§ Exercise description: Would you transcribe the listing that follows, character for character, and omit its images?

§ Data for processing:
....................

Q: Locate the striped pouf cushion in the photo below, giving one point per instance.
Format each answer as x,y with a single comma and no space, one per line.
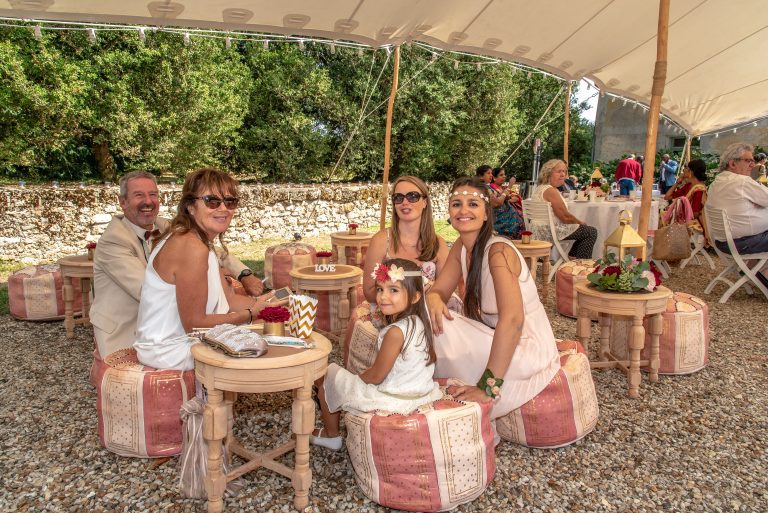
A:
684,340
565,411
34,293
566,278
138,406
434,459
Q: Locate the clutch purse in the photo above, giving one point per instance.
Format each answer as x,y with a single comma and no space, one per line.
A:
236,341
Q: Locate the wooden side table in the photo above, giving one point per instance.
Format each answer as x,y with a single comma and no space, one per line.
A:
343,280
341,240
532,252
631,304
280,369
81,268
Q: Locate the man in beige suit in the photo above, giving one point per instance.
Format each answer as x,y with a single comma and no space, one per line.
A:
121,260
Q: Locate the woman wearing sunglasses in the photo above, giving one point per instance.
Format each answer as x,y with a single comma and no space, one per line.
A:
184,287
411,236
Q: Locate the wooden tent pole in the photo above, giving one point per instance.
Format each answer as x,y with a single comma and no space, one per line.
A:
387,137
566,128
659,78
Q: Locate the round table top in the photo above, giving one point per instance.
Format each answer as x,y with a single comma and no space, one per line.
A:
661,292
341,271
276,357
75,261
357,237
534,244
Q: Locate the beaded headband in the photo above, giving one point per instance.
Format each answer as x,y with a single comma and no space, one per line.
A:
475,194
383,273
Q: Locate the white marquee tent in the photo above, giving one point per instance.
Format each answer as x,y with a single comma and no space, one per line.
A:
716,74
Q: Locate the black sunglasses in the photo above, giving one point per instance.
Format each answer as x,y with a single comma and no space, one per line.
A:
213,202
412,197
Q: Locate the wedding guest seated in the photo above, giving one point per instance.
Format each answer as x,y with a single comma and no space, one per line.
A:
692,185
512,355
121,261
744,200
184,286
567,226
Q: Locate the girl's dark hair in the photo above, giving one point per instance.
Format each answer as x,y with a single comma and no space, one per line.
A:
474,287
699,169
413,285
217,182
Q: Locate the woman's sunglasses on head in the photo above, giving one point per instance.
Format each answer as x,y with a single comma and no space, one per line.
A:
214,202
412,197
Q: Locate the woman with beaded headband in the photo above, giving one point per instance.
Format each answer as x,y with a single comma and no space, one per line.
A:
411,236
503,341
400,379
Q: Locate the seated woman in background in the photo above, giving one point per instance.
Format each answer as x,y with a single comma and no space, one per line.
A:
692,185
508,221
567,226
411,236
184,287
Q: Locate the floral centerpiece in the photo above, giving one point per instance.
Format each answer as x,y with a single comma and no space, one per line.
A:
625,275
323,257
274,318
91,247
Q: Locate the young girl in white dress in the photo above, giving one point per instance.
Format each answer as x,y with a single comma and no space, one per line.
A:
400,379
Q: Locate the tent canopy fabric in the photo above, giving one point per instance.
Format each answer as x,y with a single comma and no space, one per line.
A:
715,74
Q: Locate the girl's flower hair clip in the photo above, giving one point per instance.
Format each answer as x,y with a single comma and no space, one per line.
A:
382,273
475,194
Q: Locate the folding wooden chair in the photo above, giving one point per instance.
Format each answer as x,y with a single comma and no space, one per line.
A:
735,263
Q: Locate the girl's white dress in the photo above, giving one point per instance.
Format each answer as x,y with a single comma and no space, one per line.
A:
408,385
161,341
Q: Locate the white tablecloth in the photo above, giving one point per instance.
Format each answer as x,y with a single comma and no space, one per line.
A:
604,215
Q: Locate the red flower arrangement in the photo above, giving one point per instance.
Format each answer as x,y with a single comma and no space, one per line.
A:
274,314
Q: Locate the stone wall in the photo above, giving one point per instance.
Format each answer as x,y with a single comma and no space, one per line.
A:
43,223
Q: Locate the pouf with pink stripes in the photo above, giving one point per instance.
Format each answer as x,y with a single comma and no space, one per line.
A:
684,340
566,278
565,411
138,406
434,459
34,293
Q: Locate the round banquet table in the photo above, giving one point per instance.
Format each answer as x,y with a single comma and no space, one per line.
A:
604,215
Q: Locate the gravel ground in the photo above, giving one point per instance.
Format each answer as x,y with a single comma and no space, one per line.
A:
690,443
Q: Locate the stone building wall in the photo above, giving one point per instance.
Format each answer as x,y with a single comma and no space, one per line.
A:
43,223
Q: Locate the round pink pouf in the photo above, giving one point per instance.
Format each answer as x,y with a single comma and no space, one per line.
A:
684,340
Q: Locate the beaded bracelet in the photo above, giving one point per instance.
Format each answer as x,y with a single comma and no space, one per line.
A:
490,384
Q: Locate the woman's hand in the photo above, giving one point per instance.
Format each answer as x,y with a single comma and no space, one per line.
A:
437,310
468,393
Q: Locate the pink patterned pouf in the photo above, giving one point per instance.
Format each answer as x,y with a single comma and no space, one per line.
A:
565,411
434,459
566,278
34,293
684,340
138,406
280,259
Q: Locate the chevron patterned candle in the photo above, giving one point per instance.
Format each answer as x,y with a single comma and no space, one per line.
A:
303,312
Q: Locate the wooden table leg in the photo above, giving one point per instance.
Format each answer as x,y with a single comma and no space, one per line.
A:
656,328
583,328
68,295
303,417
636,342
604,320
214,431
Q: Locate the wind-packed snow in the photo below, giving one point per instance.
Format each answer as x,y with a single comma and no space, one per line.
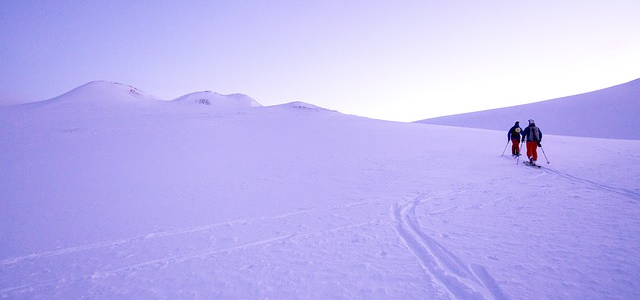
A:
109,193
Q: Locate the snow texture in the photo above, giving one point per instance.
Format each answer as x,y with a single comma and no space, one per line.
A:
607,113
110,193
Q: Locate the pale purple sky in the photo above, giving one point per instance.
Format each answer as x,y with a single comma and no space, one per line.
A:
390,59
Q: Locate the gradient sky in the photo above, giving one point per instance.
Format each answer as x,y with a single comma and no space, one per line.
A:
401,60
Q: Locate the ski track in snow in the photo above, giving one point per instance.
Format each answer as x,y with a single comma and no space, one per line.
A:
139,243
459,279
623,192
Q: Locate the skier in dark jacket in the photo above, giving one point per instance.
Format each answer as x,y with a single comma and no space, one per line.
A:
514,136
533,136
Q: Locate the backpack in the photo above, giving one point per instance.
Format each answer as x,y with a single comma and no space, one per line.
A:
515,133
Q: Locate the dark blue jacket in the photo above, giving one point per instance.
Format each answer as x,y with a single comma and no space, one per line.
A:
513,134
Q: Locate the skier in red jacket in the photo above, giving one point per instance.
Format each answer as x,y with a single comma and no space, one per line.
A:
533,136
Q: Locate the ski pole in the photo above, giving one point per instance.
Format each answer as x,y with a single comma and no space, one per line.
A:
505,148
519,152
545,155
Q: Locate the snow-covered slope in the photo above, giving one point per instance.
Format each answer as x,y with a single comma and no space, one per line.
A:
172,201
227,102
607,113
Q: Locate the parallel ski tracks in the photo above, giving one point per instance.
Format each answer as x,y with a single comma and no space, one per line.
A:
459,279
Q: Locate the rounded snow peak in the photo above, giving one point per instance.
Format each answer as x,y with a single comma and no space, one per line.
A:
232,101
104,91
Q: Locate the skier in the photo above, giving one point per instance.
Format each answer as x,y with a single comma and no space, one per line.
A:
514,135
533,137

....................

§ Expected answer:
Q: Locate the striped pouf cushion in the photo below, giving one point per instance.
Format each answer as x,y with a single comma and no space, one per line.
A:
684,340
565,411
34,293
566,278
138,406
434,459
Q: Locate the clutch purse in the photo above, giving one point per instance.
Format each answer as x,y with a single comma and no space, one per line.
A:
236,341
Q: Locate the wooden side table in the photo above, giving one point per instance.
Format each answer as x,y with a single comma and no space, one per line.
A:
343,280
341,240
532,252
631,304
280,369
81,268
Q: Locate the man in beige suit in the photo above, giving one point per instance.
Format each answer as x,y with a single comma and no space, one per line.
A:
121,260
Q: Locate the woman wearing sunglasses in the photo above, giving one point per instance.
Format each answer as x,y with a single comma and no space, one per line.
A:
184,287
411,236
Q: Locate the wooden tent pole in the photo above, giving one point per instance.
Format each answer as x,y with a single comma and no space, one per line.
A:
387,137
566,128
659,78
Q: Locate the round table top in the photo above, giving one point per instance.
Format each answer as x,y with a single comma and no space, one per line.
A:
661,292
341,271
276,357
75,261
357,237
534,244
Q: Locate the beaded headband in the photo above, giving one point per instance.
Format each answer as x,y with a single comma and no space, one per line.
A:
475,194
383,273
Q: Locate the white marquee tent in the photo above, giving one point per instance.
Format each answer as x,y with a single comma and no space, one per line.
A:
716,74
Q: Locate the black sunglasses in the photo above, giving one point per instance.
Format each answer as x,y with a single comma and no space, one per line.
A:
213,202
412,197
Q: Locate the wedding guest seated in the photo above, giving one point per instance.
Format each answer as x,y with a single comma and no space, one per line.
A:
692,185
512,355
121,261
744,200
184,286
567,226
Q: Locate the girl's dark hair in the photo above, giving one point per instance.
Format each answer as x,y with a single comma and no space, one per line.
A:
474,287
699,169
413,285
217,182
Q: Locate the woman's sunglasses on head in the photo above, giving one point per instance.
Format each answer as x,y with a single comma and no space, one per line.
A:
214,202
412,197
Q: Locate the woman with beaded headband in the photo above, giving one point per instance.
Format each answer as x,y with a single comma and no space, one per line.
A:
411,236
503,341
400,379
Q: Locate the seated woman in background in the photo above, giving one point per instance.
Format each answer as x,y with a single comma and no space, one per line.
A:
692,185
508,221
567,226
411,236
184,287
Q: Locate the floral centerpiece in the photo above, giving one point per instance.
Format each answer as x,y with a single comma and no space, one per line.
A:
625,275
323,257
274,318
91,247
Q: Locate the young girl in white dress in the photo above, giving one point per instance.
Format each answer as x,y with a single comma and no space, one per line.
A:
400,379
Q: Locate the tent canopy fabric in the photo above, giving one point per instance.
Format each answer as x,y with a single comma and no space, one per line.
A:
715,74
Q: Locate the girl's flower hair clip in the photo above, giving one point per instance.
Format each answer as x,y with a single comma and no space, one per line.
A:
382,273
475,194
Q: Locate the folding wooden chair in the photo above, giving one point per instance.
Format each answer as x,y with a single comma and no space, one per line.
A:
735,263
Q: Locate the girl's white dress in the photo above, giving one point per instance.
Format each answer as x,y with a single comma and no space, one per line.
A:
408,385
161,341
Q: Locate the white tablecloth in the photo above, giving one point per instance.
Format each answer as x,y with a single comma and no space, one per line.
A:
604,215
Q: Locate the red flower arrangement in the photo above, giving one point per instance.
Format each answer as x,y with a single comma and no space, one per line.
A:
274,314
Q: Locate the stone wall in the photo above, giving one point per instance.
Format each answer as x,y with a single comma and no space, one per line.
A:
43,223
Q: Locate the pouf with pink stripes in the photo above, giving one point per instance.
Format each answer as x,y with a single comma and no space, one per line.
A:
684,340
566,278
565,411
138,406
434,459
34,293
Q: Locate the round banquet table in the photo above, giving one point per instance.
Format each answer as x,y with a single comma and no space, one per line.
A:
604,215
Q: Locate the gravel ground in the photo above, giving one point per instance.
Format each answer as x,y with a single comma and no space, one per line.
A:
690,443
Q: Locate the stone building wall in the photo above, giving one point per instance.
Format each answer as x,y with a single comma and no space, one per line.
A:
43,223
Q: Locate the round pink pouf in the photo above, giving one point per instance.
Format each answer as x,y with a single comma and no space, one per line.
A:
684,340
Q: Locate the beaded bracelet in the photo above, giving one point per instance.
Format each answer as x,y with a single comma and no space, one per line.
A:
490,384
Q: Locate the woman's hand in the photo above, giving one point per instance.
Format each answer as x,y with a single comma and no space, one per line.
A:
437,310
468,393
Q: Locate the pink patterned pouf in the photo above, giving one point per instance.
Format each answer as x,y with a single comma and no space, one per line.
A:
565,411
434,459
566,278
34,293
684,340
138,406
280,259
Q: Locate the chevron patterned candle in the photo above, giving one point per instance.
Format each answer as x,y with a single comma and no space, one per line.
A:
303,312
Q: Locate the wooden table leg in the photo above, giving one point per instance.
Format each answer as x,y with a single comma and no space, one per line.
A:
656,328
583,328
68,295
303,417
636,342
604,320
214,431
Q: Locate the wind-packed snow in the photo below, giving one point per instance.
Format each answer as x,y with a single comma and no space, one per line.
A:
109,193
Q: Locate the snow texture in the photo above, giving one point per instance.
Format each answer as x,y with a single comma and no space, one per line.
A:
607,113
110,193
Q: Locate the pale purple sky in the photo above, giving one point per instance.
Format each answer as x,y with a single comma and no space, one per line.
A:
390,59
Q: Locate the gradient sky in the photo above, giving one point per instance.
Format each answer as x,y with a single comma and no space, one per line.
A:
401,60
Q: Locate the ski track in snow in the photo above, giving one point per instance.
Format each answer as x,y with a single comma and no space, one per line.
A:
139,243
459,279
623,192
Q: Locate the skier in dark jacket in the photo above, giving one point per instance.
Format each answer as x,y with a single comma and no space, one per line.
A:
514,136
533,136
Q: Locate the backpack in the photo above, giving one point per instance.
Format each answer as x,y with a single comma and no space, one per line.
A:
515,133
Q: Locate the dark blue jacket in the photo above, giving one point per instance.
Format each answer as x,y with a single comma and no space, one per line.
A:
513,134
Q: Locate the skier in red jacket in the photo above, giving one point per instance.
Format each answer as x,y with a single comma and no space, one per line.
A:
533,136
Q: Locate the ski pole in the photo above, giving one point per instance.
Format each answer as x,y with a single comma and no space, one per line.
A:
505,148
519,152
545,155
Q: Locate the snow-covered slope in the photo above, giving one point per instance.
Format each answer as x,y with a single comma and no space, one per line.
A:
172,201
227,102
607,113
Q: Locate the parallel ski tracks in the photo above, giving one point per instance.
Format each answer as x,y with a single comma and no space, one per line.
A:
459,279
Q: Locate the rounded snow peak in the photo above, giving one point per instance.
Format each answer as x,y with a single comma and no space, one per line.
A:
232,101
104,91
Q: Locate the skier in the photo above, giving one point per instance.
Format each answer as x,y with a single comma and no space, one per line.
A:
514,135
533,137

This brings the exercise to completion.